What is required: Starting at the line containing "Query: tiled floor" and continuing through the end of the records, rewrite those lines with "denim" replaced by "flannel" and everything else left unchanged.
___
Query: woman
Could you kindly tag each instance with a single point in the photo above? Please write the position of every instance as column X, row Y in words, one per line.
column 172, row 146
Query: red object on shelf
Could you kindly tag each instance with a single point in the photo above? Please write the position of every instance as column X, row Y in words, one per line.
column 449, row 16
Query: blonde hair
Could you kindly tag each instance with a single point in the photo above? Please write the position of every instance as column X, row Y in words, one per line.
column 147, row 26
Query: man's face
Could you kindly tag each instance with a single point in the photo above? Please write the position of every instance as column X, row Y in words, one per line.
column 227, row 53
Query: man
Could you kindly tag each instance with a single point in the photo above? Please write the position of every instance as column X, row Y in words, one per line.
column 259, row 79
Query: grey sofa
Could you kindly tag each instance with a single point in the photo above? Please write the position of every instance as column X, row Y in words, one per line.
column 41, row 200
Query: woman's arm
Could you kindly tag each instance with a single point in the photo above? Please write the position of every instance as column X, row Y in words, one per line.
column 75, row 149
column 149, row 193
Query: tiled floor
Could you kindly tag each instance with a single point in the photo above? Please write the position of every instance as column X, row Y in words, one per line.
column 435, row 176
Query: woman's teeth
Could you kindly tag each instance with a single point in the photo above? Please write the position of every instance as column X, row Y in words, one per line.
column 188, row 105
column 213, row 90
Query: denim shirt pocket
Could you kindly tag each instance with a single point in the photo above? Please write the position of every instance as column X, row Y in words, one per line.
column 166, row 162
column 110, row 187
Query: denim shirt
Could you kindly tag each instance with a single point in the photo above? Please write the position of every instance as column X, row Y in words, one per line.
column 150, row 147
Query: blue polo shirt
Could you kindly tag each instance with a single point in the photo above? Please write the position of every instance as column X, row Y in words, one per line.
___
Correct output:
Query: tiled floor
Could you kindly tag each instance with a single point in the photo above? Please write the position of every instance as column X, row Y in words, one per line.
column 435, row 176
Query: woman's teeth
Could you kindly tag each instance with a single point in the photo above? Please write the position of every instance as column X, row Y in words, one per line.
column 188, row 105
column 213, row 90
Query: flannel shirt pocket
Could you kindly tag each instance with a single point in the photo above? Please write the position of every instance as column X, row Y in words, one per line.
column 166, row 162
column 110, row 187
Query: flannel shirt
Could you kindly tag each instance with a single point in the photo above? Please write the position of every instance as column X, row Y in words, one per line.
column 150, row 147
Query: blue polo shirt
Could you kindly tag each instance with a single point in the photo above? Please write the position of every instance as column X, row Y in words, one per line.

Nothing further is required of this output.